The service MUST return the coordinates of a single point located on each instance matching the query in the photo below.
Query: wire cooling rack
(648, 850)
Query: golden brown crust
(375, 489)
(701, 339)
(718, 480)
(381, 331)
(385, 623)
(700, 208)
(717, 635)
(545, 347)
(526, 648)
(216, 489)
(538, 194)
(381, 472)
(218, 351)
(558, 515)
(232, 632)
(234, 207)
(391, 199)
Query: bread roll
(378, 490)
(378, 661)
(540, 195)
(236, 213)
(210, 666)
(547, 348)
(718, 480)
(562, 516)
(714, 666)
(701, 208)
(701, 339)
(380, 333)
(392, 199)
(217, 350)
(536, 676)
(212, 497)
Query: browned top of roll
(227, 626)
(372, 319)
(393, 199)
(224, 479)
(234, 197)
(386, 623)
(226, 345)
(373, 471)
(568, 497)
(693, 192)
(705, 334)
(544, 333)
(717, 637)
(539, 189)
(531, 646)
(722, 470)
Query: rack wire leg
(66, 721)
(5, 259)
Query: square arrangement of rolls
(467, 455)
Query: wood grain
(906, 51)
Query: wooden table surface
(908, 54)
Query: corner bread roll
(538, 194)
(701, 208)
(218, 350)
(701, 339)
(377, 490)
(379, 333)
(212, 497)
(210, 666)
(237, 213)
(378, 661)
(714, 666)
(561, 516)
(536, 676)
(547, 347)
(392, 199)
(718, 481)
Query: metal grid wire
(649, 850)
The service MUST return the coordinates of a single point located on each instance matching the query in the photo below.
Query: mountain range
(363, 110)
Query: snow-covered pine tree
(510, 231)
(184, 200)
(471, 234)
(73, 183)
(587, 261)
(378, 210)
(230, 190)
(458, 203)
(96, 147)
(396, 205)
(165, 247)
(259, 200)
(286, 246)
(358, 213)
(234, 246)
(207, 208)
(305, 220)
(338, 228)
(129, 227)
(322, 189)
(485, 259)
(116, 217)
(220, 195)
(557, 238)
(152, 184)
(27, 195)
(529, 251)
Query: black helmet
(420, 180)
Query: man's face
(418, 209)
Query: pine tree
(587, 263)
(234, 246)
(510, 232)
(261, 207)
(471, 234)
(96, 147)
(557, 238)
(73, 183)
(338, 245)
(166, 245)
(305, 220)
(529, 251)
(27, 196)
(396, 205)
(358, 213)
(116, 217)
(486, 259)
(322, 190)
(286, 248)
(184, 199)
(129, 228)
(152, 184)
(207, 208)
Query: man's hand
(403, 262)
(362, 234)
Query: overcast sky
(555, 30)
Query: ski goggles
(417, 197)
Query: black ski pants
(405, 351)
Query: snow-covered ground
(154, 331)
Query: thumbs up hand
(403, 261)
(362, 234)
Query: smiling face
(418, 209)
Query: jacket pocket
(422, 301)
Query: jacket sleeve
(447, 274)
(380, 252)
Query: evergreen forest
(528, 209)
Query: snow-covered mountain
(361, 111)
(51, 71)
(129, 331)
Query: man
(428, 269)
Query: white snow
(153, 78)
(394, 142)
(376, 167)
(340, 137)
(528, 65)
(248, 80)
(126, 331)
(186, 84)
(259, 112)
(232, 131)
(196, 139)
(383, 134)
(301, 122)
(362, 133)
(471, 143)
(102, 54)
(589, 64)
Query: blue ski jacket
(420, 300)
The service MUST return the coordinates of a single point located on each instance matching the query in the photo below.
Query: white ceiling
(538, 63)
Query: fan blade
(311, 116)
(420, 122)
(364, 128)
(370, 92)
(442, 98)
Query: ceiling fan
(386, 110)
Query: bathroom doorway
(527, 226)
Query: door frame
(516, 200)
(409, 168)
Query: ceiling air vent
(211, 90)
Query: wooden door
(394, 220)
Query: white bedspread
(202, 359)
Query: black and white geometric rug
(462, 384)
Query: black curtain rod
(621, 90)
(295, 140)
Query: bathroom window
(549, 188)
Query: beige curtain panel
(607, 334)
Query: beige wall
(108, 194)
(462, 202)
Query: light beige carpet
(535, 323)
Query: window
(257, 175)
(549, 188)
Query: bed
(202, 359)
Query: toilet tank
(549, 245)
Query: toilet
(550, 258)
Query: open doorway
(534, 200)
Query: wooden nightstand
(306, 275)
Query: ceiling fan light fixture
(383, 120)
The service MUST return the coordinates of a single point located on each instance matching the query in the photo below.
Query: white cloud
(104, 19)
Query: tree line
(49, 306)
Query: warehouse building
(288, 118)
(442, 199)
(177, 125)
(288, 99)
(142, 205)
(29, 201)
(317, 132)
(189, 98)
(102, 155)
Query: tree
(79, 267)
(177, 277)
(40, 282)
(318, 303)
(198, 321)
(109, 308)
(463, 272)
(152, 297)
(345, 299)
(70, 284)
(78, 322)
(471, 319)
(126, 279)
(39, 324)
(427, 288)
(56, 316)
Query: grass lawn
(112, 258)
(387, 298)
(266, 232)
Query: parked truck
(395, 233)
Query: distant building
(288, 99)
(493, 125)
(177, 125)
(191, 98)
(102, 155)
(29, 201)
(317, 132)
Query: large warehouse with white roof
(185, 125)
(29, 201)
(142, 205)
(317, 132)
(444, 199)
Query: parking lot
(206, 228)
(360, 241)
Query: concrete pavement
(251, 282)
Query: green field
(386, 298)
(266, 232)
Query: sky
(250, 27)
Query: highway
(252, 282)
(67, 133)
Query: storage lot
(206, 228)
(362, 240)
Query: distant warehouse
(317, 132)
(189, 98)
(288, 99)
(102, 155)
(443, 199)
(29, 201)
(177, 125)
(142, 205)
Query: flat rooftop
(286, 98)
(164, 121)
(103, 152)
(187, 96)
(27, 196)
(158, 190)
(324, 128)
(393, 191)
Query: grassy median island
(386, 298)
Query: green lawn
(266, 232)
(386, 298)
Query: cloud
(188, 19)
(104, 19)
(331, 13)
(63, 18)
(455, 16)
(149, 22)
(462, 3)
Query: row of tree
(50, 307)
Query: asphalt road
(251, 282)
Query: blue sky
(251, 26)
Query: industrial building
###
Your objective:
Please return the data above exactly as given.

Reply to the exercise:
The service MUST return the coordinates of a single point located on each instance matching the query in the photo below.
Query: wire cooling rack
(648, 850)
Query: golden brown crust
(375, 489)
(701, 339)
(718, 480)
(381, 331)
(385, 623)
(700, 208)
(717, 635)
(545, 347)
(526, 648)
(216, 489)
(538, 194)
(381, 472)
(218, 351)
(558, 515)
(232, 632)
(234, 207)
(391, 199)
Query: bread roll
(378, 490)
(378, 661)
(540, 195)
(236, 213)
(210, 666)
(547, 348)
(718, 480)
(562, 516)
(714, 666)
(701, 208)
(701, 339)
(380, 333)
(392, 199)
(217, 350)
(536, 676)
(212, 497)
Query: browned top of roll
(227, 626)
(372, 319)
(393, 199)
(224, 479)
(234, 197)
(386, 623)
(226, 345)
(373, 471)
(568, 497)
(693, 192)
(705, 334)
(544, 333)
(717, 637)
(539, 189)
(531, 646)
(722, 470)
Query: rack wire leg
(66, 721)
(5, 259)
Query: square arrangement of rolls
(467, 455)
Query: wood grain
(906, 51)
Query: wooden table surface
(908, 54)
Query: corner bread roll
(538, 194)
(701, 208)
(218, 350)
(701, 339)
(377, 490)
(379, 333)
(212, 497)
(210, 666)
(237, 213)
(378, 661)
(714, 666)
(561, 516)
(536, 676)
(547, 347)
(392, 199)
(718, 481)
Query: metal grid wire
(649, 850)
The service MUST return the coordinates of a single point located on each instance matching the query in the photo below.
Query: mountain range
(363, 110)
Query: snow-covered pine tree
(510, 231)
(184, 200)
(471, 234)
(73, 183)
(587, 261)
(378, 210)
(230, 190)
(458, 203)
(96, 147)
(396, 205)
(165, 247)
(259, 200)
(286, 246)
(358, 213)
(234, 246)
(207, 208)
(305, 220)
(338, 228)
(129, 227)
(322, 189)
(485, 259)
(116, 217)
(220, 195)
(557, 238)
(152, 184)
(27, 195)
(529, 251)
Query: black helmet
(420, 180)
Query: man's face
(418, 209)
Query: pine tree
(587, 263)
(234, 246)
(510, 232)
(261, 207)
(471, 234)
(96, 147)
(557, 238)
(73, 183)
(338, 245)
(166, 245)
(305, 220)
(529, 251)
(27, 196)
(396, 205)
(358, 213)
(116, 217)
(486, 259)
(322, 190)
(286, 248)
(184, 199)
(129, 228)
(152, 184)
(207, 208)
Query: man's hand
(403, 262)
(362, 234)
Query: overcast sky
(555, 30)
Query: ski goggles
(417, 197)
Query: black ski pants
(405, 351)
Query: snow-covered ground
(154, 331)
Query: thumbs up hand
(403, 261)
(362, 234)
Query: smiling face
(418, 209)
Query: jacket pocket
(422, 301)
Query: jacket sleeve
(447, 274)
(380, 252)
Query: evergreen forest
(528, 209)
Query: snow-covered mountain
(361, 111)
(51, 71)
(129, 331)
Query: man
(428, 269)
Query: white snow
(153, 78)
(394, 142)
(376, 167)
(340, 137)
(528, 65)
(248, 80)
(126, 331)
(186, 84)
(259, 112)
(232, 131)
(196, 139)
(383, 134)
(301, 122)
(362, 133)
(471, 143)
(102, 54)
(589, 64)
Query: blue ski jacket
(420, 300)
The service MUST return the coordinates of a single point located on each instance matching the query in the photo below.
Query: white ceiling
(538, 63)
Query: fan blade
(311, 116)
(420, 122)
(364, 128)
(370, 92)
(442, 98)
Query: ceiling fan
(386, 110)
Query: bathroom doorway
(527, 226)
Query: door frame
(516, 200)
(409, 168)
Query: ceiling air vent
(211, 90)
Query: wooden door
(394, 220)
Query: white bedspread
(202, 359)
Query: black and white geometric rug
(462, 384)
Query: black curtain rod
(621, 90)
(295, 140)
Query: bathroom window
(549, 188)
Query: beige curtain panel
(607, 334)
Query: beige wall
(108, 194)
(462, 202)
Query: light beige carpet
(535, 323)
Query: window
(257, 175)
(549, 188)
Query: bed
(202, 359)
Query: toilet tank
(549, 245)
Query: toilet
(550, 258)
Query: open doorway
(534, 200)
Query: wooden nightstand
(306, 275)
Query: ceiling fan light fixture
(383, 120)
The service MUST return the coordinates of a single point located on each instance matching the query in the photo below.
Query: white cloud
(104, 19)
Query: tree line
(49, 306)
Query: warehouse building
(288, 118)
(442, 199)
(177, 125)
(288, 99)
(142, 205)
(29, 201)
(317, 132)
(189, 98)
(102, 155)
Query: tree
(79, 267)
(177, 277)
(40, 282)
(318, 303)
(198, 321)
(109, 308)
(463, 272)
(152, 297)
(345, 299)
(70, 284)
(78, 322)
(471, 319)
(126, 279)
(39, 324)
(427, 288)
(56, 316)
Query: grass lawn
(112, 258)
(387, 298)
(266, 232)
Query: parked truck
(395, 233)
Query: distant building
(288, 99)
(493, 125)
(177, 125)
(191, 98)
(102, 155)
(29, 201)
(317, 132)
Query: large warehouse with white roof
(185, 125)
(29, 201)
(142, 205)
(317, 132)
(444, 199)
Query: parking lot
(206, 228)
(360, 241)
Query: concrete pavement
(251, 282)
Query: green field
(386, 298)
(266, 232)
Query: sky
(250, 27)
Query: highway
(252, 282)
(67, 133)
Query: storage lot
(206, 228)
(362, 240)
Query: distant warehouse
(317, 132)
(189, 98)
(288, 99)
(102, 155)
(443, 199)
(29, 201)
(177, 125)
(142, 205)
Query: flat rooftop
(286, 98)
(164, 121)
(103, 152)
(187, 96)
(27, 196)
(158, 190)
(324, 128)
(393, 191)
Query: grassy median island
(386, 298)
Query: green lawn
(266, 232)
(386, 298)
Query: cloud
(188, 19)
(104, 19)
(331, 13)
(63, 18)
(455, 16)
(149, 22)
(462, 3)
Query: row of tree
(50, 307)
Query: asphalt road
(251, 282)
Query: blue sky
(251, 26)
Query: industrial building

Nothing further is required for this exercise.